■ **WRITTEN PROBLEM**
Can you repeat, word for word, the part of the estate planning text below that opens with the words "There are certain" and closes with "to address them."?

■ **DOCUMENT**
»»
There are certain warning signs that can become apparent during the creation of an estate plan, which need to be addressed to ensure the adequacy of the plan and to prevent, whenever possible, disputes involving the estate in the future. It is important that a planner know about the dynamics of a family. During initial meetings, a client will often answer that a family gets along, with no major issues of family dysfunction. If you dig deeper, however, weaknesses in family relationships usually do exist. An estate planner needs to know about the dynamics of a family, and to recognize when further inquiries should be made to uncover truths that may not surface otherwise until it is too late to address them.

After the death of a family member, it becomes much more difficult to manage relationships, especially when it is the family matriarch or patriarch, the "glue" that has held the family together, who passes away. For a family, this is a difficult time to begin with. Further, however, rifts that have percolated throughout a lifetime are most likely to come to the surface at this time.

Sometimes an individual will plan on creating an estate plan "someday." Neglecting the need for an estate plan can result in unmanaged family dysfunction, which is likely to lead to disputes that end up in court. Most people recognize that they need a will to manage their assets at death pursuant to their wishes, but procrastinate anyway. Fewer than four out of 10 Canadians have a will. In addition to procrastination and a general avoidance of the topic of death, are the common misconceptions that estate planning is only beneficial for the wealthy and the old.
««
■ **SOURCE EXCERPT**
»»
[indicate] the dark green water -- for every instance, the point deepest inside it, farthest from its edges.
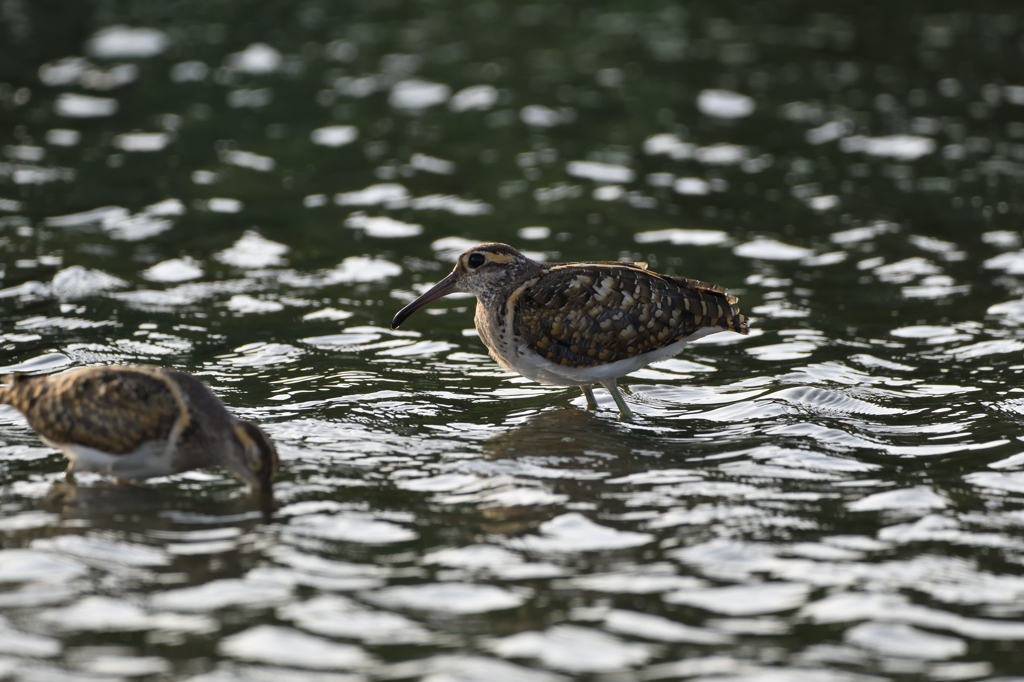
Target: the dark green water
««
■ **THE RESULT**
There are certain warning signs that can become apparent during the creation of an estate plan, which need to be addressed to ensure the adequacy of the plan and to prevent, whenever possible, disputes involving the estate in the future. It is important that a planner know about the dynamics of a family. During initial meetings, a client will often answer that a family gets along, with no major issues of family dysfunction. If you dig deeper, however, weaknesses in family relationships usually do exist. An estate planner needs to know about the dynamics of a family, and to recognize when further inquiries should be made to uncover truths that may not surface otherwise until it is too late to address them.